Present all of the records below as a Markdown table with the columns Number and Text, giving each line a row number and omitting any blank lines.

#### [DATA SUPPLIED]
• • •

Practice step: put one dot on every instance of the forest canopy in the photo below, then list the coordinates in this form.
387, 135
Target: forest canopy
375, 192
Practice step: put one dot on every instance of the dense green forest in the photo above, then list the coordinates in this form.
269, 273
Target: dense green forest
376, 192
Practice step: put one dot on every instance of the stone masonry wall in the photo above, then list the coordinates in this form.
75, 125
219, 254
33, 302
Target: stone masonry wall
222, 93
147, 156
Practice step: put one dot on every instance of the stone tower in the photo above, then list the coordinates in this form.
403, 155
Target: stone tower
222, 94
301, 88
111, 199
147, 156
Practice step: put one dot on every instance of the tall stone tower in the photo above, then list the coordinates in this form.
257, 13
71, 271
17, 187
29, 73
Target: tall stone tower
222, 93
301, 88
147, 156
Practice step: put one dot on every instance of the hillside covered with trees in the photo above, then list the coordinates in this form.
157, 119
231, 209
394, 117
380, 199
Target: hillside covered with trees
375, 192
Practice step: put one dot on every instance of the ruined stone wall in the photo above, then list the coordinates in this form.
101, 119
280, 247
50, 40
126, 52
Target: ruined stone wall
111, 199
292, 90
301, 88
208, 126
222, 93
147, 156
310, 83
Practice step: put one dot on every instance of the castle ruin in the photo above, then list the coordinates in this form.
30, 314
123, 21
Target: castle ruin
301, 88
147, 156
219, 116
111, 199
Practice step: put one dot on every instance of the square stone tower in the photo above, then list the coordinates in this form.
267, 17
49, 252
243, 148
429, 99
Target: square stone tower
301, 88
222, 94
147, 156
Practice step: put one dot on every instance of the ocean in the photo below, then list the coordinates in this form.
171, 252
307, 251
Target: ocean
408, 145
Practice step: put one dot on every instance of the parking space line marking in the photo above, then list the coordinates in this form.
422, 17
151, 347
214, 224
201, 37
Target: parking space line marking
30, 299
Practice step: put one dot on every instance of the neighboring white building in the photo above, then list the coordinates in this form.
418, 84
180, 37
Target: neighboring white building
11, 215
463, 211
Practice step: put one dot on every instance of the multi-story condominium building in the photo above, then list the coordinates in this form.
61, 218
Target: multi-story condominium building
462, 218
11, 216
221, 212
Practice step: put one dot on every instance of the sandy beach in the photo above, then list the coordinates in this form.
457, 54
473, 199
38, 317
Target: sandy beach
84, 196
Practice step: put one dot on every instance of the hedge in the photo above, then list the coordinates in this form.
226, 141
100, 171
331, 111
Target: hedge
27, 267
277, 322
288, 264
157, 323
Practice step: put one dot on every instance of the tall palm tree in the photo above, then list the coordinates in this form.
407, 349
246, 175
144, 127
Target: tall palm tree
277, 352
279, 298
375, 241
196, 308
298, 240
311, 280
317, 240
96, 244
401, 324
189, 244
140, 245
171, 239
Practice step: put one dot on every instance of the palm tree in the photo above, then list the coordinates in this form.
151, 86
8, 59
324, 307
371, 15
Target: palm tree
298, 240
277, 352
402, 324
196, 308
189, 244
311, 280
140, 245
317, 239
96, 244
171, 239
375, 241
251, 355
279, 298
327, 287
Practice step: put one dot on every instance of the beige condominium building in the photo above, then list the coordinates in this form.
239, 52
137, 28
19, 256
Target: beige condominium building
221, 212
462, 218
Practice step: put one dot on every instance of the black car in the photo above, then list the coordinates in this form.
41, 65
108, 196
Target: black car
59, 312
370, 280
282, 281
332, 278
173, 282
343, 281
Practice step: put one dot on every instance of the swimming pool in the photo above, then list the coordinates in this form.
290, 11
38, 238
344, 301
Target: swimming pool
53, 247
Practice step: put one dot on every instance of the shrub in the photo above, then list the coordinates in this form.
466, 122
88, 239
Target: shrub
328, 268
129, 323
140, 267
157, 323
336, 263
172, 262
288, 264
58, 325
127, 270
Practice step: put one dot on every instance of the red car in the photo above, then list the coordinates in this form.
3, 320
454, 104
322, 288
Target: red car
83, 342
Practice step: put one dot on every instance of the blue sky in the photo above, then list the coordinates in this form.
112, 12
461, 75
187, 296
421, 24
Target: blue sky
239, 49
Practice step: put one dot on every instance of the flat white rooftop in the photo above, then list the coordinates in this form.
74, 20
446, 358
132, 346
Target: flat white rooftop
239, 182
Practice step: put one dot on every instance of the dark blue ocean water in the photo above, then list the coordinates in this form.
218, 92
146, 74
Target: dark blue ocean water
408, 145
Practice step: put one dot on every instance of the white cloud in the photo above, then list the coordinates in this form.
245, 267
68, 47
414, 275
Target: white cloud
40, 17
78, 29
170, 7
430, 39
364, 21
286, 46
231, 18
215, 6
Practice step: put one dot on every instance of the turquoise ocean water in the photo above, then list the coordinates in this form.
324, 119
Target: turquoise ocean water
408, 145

• • •

#### [TASK SOLUTION]
| Number | Text |
|---|---|
| 1 | Practice step: put one dot on every instance of the forest canopy in the photo below, then list the coordinates in this form. |
| 2 | 387, 135 |
| 3 | Target: forest canopy |
| 4 | 375, 192 |
| 5 | Practice step: put one dot on every instance of the dense green forest in the photo above, then list the coordinates in this form. |
| 6 | 269, 273 |
| 7 | Target: dense green forest |
| 8 | 376, 192 |
| 9 | Practice step: put one dot on every instance of the stone masonry wall in the photo above, then list the coordinates in this form. |
| 10 | 75, 125 |
| 11 | 219, 254 |
| 12 | 33, 302 |
| 13 | Target: stone masonry wall |
| 14 | 222, 93 |
| 15 | 147, 156 |
| 16 | Practice step: put one dot on every instance of the stone tower in the photo above, then list the coordinates in this form. |
| 17 | 403, 155 |
| 18 | Target: stone tower |
| 19 | 222, 94 |
| 20 | 301, 88 |
| 21 | 111, 199 |
| 22 | 147, 156 |
| 23 | Practice step: put one dot on every instance of the tall stone tower in the photo above, then list the coordinates in this form. |
| 24 | 257, 13 |
| 25 | 71, 271 |
| 26 | 17, 187 |
| 27 | 29, 73 |
| 28 | Target: tall stone tower |
| 29 | 222, 93 |
| 30 | 301, 88 |
| 31 | 147, 156 |
| 32 | Practice step: put one dot on every instance of the hillside covered with trees in the photo above, then list the coordinates in this form. |
| 33 | 157, 119 |
| 34 | 231, 209 |
| 35 | 394, 117 |
| 36 | 380, 199 |
| 37 | Target: hillside covered with trees |
| 38 | 375, 192 |
| 39 | Practice step: put one dot on every instance of the ruined stone wall in the photo above, then list the coordinates in this form. |
| 40 | 101, 119 |
| 41 | 280, 247 |
| 42 | 50, 40 |
| 43 | 126, 52 |
| 44 | Target: ruined stone wall |
| 45 | 111, 199 |
| 46 | 292, 90 |
| 47 | 301, 88 |
| 48 | 208, 126 |
| 49 | 222, 93 |
| 50 | 147, 156 |
| 51 | 310, 83 |
| 52 | Practice step: put one dot on every instance of the castle ruin in the photo above, then list the coordinates in this form. |
| 53 | 30, 314 |
| 54 | 123, 21 |
| 55 | Target: castle ruin |
| 56 | 301, 88 |
| 57 | 147, 156 |
| 58 | 219, 116 |
| 59 | 111, 199 |
| 60 | Practice step: put one dot on every instance of the square stone tower in the photo above, then list the coordinates in this form. |
| 61 | 267, 17 |
| 62 | 49, 252 |
| 63 | 243, 148 |
| 64 | 429, 99 |
| 65 | Target: square stone tower |
| 66 | 301, 88 |
| 67 | 222, 94 |
| 68 | 147, 156 |
| 69 | Practice step: put one dot on every instance of the ocean in the photo below, then list the coordinates in this form. |
| 70 | 171, 252 |
| 71 | 307, 251 |
| 72 | Target: ocean |
| 73 | 408, 145 |
| 74 | Practice step: put one dot on every instance of the parking space line marking in the photo above, then list the coordinates in this form. |
| 75 | 422, 17 |
| 76 | 151, 347 |
| 77 | 214, 224 |
| 78 | 201, 37 |
| 79 | Target: parking space line marking |
| 80 | 30, 299 |
| 81 | Practice step: put one dot on every instance of the neighboring white building in the photo above, then list the coordinates in this form. |
| 82 | 418, 84 |
| 83 | 180, 37 |
| 84 | Target: neighboring white building |
| 85 | 11, 215 |
| 86 | 463, 211 |
| 87 | Practice step: put one dot on every instance of the multi-story condominium building in the photo above, then list the coordinates in this form. |
| 88 | 61, 218 |
| 89 | Target: multi-story condominium building |
| 90 | 462, 218 |
| 91 | 11, 216 |
| 92 | 221, 212 |
| 93 | Practice step: put one dot on every instance of the sandy beach in the photo above, then list the coordinates in this form. |
| 94 | 457, 54 |
| 95 | 473, 199 |
| 96 | 38, 317 |
| 97 | Target: sandy beach |
| 98 | 84, 196 |
| 99 | Practice step: put one dot on every instance of the hedge in the photo above, then list the coordinates in this form. |
| 100 | 226, 141 |
| 101 | 100, 171 |
| 102 | 331, 111 |
| 103 | Target: hedge |
| 104 | 27, 267 |
| 105 | 277, 322 |
| 106 | 288, 264 |
| 107 | 157, 323 |
| 108 | Practice step: put one dot on every instance of the tall palm tree in the photo above, then list the coordinates in this form. |
| 109 | 407, 349 |
| 110 | 246, 175 |
| 111 | 144, 127 |
| 112 | Target: tall palm tree |
| 113 | 277, 352 |
| 114 | 279, 298 |
| 115 | 375, 241 |
| 116 | 196, 308 |
| 117 | 298, 240 |
| 118 | 311, 280 |
| 119 | 317, 240 |
| 120 | 96, 244 |
| 121 | 401, 324 |
| 122 | 189, 244 |
| 123 | 140, 245 |
| 124 | 171, 239 |
| 125 | Practice step: put one dot on every instance of the palm tree in the photo above, then list the coordinates in this form. |
| 126 | 151, 86 |
| 127 | 8, 59 |
| 128 | 324, 307 |
| 129 | 371, 15 |
| 130 | Target: palm tree |
| 131 | 298, 240 |
| 132 | 277, 352 |
| 133 | 402, 324 |
| 134 | 196, 308 |
| 135 | 189, 244 |
| 136 | 311, 280 |
| 137 | 140, 245 |
| 138 | 317, 239 |
| 139 | 96, 244 |
| 140 | 171, 239 |
| 141 | 375, 241 |
| 142 | 251, 355 |
| 143 | 279, 298 |
| 144 | 327, 287 |
| 145 | Practice step: put one dot on every instance of the beige condominium building in the photo above, then list the coordinates in this form. |
| 146 | 239, 52 |
| 147 | 137, 28 |
| 148 | 19, 256 |
| 149 | Target: beige condominium building |
| 150 | 221, 212 |
| 151 | 462, 218 |
| 152 | Practice step: put one dot on every instance of the black car in the photo above, then list the coordinates in this form. |
| 153 | 41, 65 |
| 154 | 108, 196 |
| 155 | Target: black car |
| 156 | 59, 312 |
| 157 | 370, 280 |
| 158 | 282, 281 |
| 159 | 332, 278 |
| 160 | 173, 282 |
| 161 | 343, 281 |
| 162 | Practice step: put one dot on every instance of the swimming pool in the photo above, then list the coordinates in this form. |
| 163 | 290, 11 |
| 164 | 38, 238 |
| 165 | 344, 301 |
| 166 | Target: swimming pool |
| 167 | 53, 247 |
| 168 | Practice step: put one dot on every instance of the shrub in the photo above, then list the coordinates in this form. |
| 169 | 466, 122 |
| 170 | 88, 239 |
| 171 | Target: shrub |
| 172 | 328, 268 |
| 173 | 129, 323 |
| 174 | 140, 267 |
| 175 | 157, 323 |
| 176 | 336, 263 |
| 177 | 172, 262 |
| 178 | 288, 264 |
| 179 | 58, 325 |
| 180 | 127, 270 |
| 181 | Practice step: put one dot on every instance of the red car in the photo above, then list the coordinates in this form. |
| 182 | 3, 320 |
| 183 | 454, 104 |
| 184 | 322, 288 |
| 185 | Target: red car |
| 186 | 83, 342 |
| 187 | Practice step: put one dot on every instance of the blue sky in the photo above, then list the coordinates in this form. |
| 188 | 112, 12 |
| 189 | 461, 75 |
| 190 | 187, 296 |
| 191 | 421, 24 |
| 192 | Target: blue sky |
| 193 | 239, 49 |
| 194 | Practice step: put one dot on every instance of the flat white rooftop in the photo above, then list the coordinates in this form. |
| 195 | 74, 20 |
| 196 | 446, 358 |
| 197 | 132, 346 |
| 198 | Target: flat white rooftop |
| 199 | 239, 182 |
| 200 | Practice step: put one dot on every instance of the dark blue ocean water in the photo above, then list the coordinates in this form. |
| 201 | 218, 92 |
| 202 | 146, 74 |
| 203 | Target: dark blue ocean water |
| 204 | 408, 145 |
| 205 | Practice step: put one dot on every instance of the white cloud in the photo above, then list the coordinates in this form. |
| 206 | 245, 267 |
| 207 | 68, 47 |
| 208 | 414, 275 |
| 209 | Target: white cloud |
| 210 | 40, 17 |
| 211 | 78, 29 |
| 212 | 170, 7 |
| 213 | 430, 39 |
| 214 | 364, 21 |
| 215 | 286, 46 |
| 216 | 231, 18 |
| 217 | 215, 6 |
| 218 | Practice step: put one dot on every instance of the turquoise ocean water in the photo above, then list the coordinates in this form. |
| 219 | 324, 119 |
| 220 | Target: turquoise ocean water |
| 221 | 408, 145 |